**What to work on:** The lines to extract start at the one containing "Task: mark the white roofed" and end with the last line; give them exactly and nothing more.

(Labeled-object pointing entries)
● ● ● ●
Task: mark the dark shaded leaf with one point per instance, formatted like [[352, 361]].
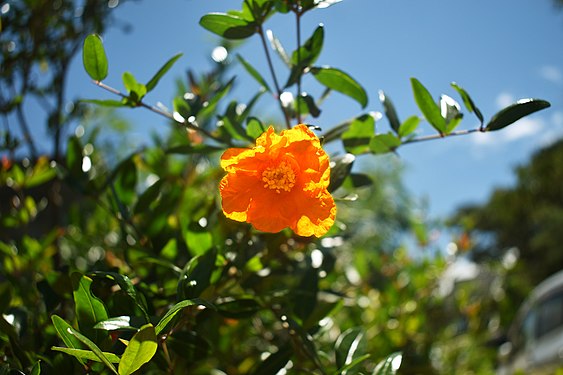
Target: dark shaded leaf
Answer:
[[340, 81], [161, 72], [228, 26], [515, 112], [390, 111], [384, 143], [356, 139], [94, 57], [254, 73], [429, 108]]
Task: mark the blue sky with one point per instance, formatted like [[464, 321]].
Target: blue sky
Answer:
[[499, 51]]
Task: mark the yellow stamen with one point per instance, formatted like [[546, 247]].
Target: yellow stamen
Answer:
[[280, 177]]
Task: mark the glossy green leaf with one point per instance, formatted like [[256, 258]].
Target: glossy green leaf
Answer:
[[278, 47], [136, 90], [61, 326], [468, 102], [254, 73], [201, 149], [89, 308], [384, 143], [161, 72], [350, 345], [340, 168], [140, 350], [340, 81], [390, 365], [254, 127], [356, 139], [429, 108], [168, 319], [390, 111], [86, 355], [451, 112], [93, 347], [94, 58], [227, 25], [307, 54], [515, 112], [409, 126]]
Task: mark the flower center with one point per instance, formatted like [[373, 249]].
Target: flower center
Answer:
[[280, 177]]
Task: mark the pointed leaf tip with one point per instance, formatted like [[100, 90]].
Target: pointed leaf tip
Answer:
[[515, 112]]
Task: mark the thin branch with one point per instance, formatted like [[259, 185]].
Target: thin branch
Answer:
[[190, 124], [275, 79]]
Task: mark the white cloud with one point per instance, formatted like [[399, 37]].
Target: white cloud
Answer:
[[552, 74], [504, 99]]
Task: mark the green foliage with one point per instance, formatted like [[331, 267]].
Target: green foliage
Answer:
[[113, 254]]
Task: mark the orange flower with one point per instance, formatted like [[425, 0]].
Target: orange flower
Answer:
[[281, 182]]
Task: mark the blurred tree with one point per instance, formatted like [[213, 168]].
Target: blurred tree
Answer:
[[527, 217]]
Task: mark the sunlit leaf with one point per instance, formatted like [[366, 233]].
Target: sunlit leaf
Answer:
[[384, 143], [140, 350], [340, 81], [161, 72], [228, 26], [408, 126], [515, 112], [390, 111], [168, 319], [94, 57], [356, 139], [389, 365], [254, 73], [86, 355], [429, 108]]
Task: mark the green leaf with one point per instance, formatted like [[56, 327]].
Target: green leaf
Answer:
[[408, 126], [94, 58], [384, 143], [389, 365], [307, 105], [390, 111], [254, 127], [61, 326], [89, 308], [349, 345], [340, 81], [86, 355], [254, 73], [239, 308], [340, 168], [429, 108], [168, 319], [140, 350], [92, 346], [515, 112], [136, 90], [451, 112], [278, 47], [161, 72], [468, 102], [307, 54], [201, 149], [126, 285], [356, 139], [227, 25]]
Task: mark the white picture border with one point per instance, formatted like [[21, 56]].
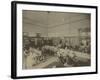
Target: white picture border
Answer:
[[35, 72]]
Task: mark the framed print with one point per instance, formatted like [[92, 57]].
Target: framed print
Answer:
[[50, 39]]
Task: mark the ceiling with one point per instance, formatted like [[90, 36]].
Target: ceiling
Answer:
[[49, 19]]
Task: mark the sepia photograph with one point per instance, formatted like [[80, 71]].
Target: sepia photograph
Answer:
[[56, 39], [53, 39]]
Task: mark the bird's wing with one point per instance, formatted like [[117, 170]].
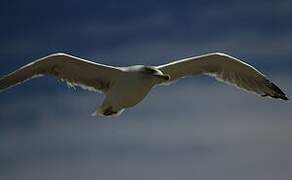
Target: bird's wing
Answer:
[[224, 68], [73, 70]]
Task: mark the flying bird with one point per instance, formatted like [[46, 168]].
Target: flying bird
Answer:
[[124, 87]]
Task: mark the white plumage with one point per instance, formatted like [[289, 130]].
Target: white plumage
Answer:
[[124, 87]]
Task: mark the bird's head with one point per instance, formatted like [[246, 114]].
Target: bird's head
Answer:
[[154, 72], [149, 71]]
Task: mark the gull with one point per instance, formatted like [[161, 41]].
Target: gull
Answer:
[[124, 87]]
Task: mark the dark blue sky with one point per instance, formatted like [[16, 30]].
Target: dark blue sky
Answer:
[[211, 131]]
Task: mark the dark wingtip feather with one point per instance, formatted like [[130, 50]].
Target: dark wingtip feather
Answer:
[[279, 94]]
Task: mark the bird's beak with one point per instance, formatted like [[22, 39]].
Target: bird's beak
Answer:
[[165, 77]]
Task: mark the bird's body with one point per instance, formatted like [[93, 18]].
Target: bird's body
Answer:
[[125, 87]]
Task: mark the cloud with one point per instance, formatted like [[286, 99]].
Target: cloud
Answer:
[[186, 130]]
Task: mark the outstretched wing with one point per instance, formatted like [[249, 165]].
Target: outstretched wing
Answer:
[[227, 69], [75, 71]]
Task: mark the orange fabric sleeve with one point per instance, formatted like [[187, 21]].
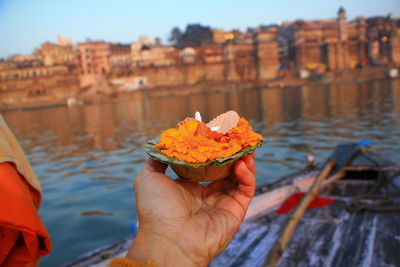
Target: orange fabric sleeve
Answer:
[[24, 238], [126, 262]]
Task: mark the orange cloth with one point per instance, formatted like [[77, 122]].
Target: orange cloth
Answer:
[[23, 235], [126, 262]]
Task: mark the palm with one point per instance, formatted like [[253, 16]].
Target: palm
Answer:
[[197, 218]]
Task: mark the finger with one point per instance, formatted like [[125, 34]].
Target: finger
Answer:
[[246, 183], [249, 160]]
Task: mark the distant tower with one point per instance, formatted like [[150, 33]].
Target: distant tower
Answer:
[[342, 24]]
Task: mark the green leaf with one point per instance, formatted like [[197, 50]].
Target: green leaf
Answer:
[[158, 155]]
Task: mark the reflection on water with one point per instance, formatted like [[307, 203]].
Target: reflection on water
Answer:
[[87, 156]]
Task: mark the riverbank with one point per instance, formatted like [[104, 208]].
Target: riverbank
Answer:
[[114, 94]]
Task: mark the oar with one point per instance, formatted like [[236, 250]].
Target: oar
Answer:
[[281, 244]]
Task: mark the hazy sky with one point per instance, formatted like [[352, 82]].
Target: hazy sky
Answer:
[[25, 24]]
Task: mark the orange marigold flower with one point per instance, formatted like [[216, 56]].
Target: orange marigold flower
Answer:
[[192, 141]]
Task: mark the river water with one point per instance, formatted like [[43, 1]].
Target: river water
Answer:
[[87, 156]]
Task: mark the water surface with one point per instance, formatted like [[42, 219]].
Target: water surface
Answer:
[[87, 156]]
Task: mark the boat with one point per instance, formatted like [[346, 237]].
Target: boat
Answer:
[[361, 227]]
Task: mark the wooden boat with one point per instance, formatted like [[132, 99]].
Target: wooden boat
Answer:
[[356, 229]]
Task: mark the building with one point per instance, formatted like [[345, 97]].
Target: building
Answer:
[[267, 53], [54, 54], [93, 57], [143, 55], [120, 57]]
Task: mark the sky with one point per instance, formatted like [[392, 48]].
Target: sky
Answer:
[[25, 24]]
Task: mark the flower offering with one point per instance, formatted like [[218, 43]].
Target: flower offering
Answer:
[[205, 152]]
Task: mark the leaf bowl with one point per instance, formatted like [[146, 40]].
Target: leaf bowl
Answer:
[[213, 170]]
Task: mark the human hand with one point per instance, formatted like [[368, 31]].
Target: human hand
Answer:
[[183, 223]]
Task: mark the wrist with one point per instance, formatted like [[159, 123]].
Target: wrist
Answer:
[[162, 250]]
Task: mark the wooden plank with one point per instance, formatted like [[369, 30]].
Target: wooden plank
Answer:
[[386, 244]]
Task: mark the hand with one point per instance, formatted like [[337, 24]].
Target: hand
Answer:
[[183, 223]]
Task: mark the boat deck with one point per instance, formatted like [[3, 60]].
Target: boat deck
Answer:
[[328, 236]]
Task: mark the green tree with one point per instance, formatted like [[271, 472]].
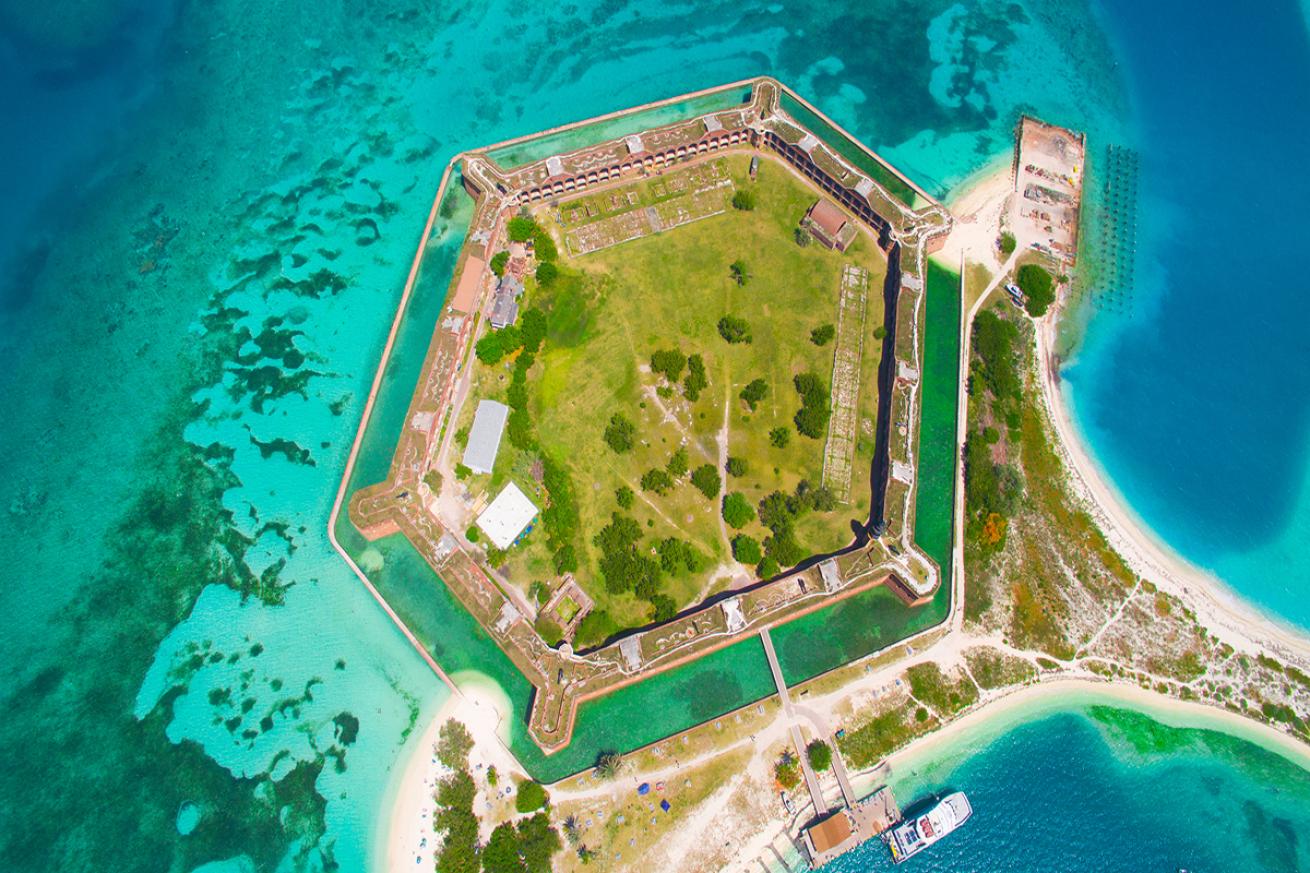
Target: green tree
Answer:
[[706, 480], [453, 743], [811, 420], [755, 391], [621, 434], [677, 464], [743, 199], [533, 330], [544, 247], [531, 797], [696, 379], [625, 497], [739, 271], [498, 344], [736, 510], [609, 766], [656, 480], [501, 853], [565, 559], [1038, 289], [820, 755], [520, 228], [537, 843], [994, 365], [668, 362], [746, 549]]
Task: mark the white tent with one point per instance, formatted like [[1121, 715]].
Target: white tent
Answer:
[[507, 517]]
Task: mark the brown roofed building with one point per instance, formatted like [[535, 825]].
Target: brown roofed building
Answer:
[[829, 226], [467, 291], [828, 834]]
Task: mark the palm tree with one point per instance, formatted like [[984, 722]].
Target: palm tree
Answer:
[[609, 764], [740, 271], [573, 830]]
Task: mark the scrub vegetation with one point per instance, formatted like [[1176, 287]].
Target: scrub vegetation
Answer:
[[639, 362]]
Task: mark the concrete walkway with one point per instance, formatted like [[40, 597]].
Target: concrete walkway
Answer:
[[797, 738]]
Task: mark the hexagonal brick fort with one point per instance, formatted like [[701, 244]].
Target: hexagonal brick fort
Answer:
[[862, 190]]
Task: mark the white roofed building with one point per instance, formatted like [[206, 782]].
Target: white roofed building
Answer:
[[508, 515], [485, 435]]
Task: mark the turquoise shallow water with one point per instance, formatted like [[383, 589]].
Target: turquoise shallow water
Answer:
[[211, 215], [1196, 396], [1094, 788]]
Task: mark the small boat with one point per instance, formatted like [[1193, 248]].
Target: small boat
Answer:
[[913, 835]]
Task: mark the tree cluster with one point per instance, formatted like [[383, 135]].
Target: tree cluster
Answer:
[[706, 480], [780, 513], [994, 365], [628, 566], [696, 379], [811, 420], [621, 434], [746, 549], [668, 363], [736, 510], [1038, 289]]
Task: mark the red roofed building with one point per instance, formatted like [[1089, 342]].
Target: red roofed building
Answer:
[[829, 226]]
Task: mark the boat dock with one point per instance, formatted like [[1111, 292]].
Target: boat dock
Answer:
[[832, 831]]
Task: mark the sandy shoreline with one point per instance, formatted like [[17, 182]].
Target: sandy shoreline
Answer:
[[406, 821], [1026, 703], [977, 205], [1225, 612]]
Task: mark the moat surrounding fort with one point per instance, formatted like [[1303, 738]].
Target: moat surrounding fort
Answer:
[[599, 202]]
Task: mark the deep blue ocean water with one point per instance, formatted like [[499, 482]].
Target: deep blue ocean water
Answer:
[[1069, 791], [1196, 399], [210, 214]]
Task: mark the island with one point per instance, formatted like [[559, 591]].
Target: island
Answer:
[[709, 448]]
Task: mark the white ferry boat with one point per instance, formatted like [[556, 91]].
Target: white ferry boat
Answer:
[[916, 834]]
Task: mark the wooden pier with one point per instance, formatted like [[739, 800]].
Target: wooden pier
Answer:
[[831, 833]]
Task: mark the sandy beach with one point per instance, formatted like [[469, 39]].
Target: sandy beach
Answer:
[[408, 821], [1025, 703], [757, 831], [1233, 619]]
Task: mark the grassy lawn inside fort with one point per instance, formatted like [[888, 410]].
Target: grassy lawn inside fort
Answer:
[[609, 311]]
● ● ● ●
**Reply:**
Task: mark the white roofed building with one point per instance, formatted like [[206, 782]].
Target: white roofed building
Answer:
[[508, 515], [485, 435]]
Task: mark the turquoise shallow water with one point per instance, formatted like [[383, 589]].
Target: turquoise shallow water
Answer:
[[211, 215], [1196, 396], [1094, 788]]
Task: mark the small boat with one point per instance, formatted like [[1193, 248]].
Target: small boat
Answer:
[[913, 835]]
Task: mark the tree cluster with one point per instance, formatted like [[383, 135]].
Target: tree cluster
Answer:
[[706, 480], [780, 513], [994, 365], [628, 566], [696, 379], [811, 420], [621, 434], [746, 549], [668, 363], [736, 510], [1038, 289]]
Task: mark the red roofed building with one point per instance, formatted like [[1089, 342]].
Target: red roofed building
Answer:
[[829, 226]]
Task: mark the boat dock with one point per instance, formatted like [[1111, 292]].
Target: boat dock
Answer:
[[832, 831]]
Task: mark the sandy shoreline with one point per instance, formatted like [[17, 182]].
Target: sandy shoreline
Answer:
[[406, 821], [1026, 703], [977, 205], [1225, 612]]
Task: mark the moat surrounding fort with one point per instance, formatted like [[1303, 738]].
Target: moat surrounding fort
Answer:
[[599, 202]]
Task: mark the deep blue ocean water with one point per instance, formatted like [[499, 482]].
Target: deep blue ocean water
Answer:
[[1069, 791], [1196, 399], [210, 214]]
Task: mark the island with one point per instance, formatted like [[559, 591]].
Target: island
Answer:
[[709, 448]]
Task: mark the white ferry boat with one point per instance, formatted like [[556, 91]].
Target: white ferry boat
Answer:
[[916, 834]]
Task: mark the wooden pier with one point per instance, formatted like [[739, 800]].
Target: wooden pier
Answer:
[[831, 833]]
Task: mark the sandy beach with one point per instance, formatted like [[469, 39]].
Target: sandy beach
Answer:
[[408, 821], [1025, 703], [757, 831], [1233, 619]]
Task: mark the grassy lawn inside fort with one point per instance, formatted like [[888, 410]].
Target: grassy lawn inside fort
Answer:
[[609, 311]]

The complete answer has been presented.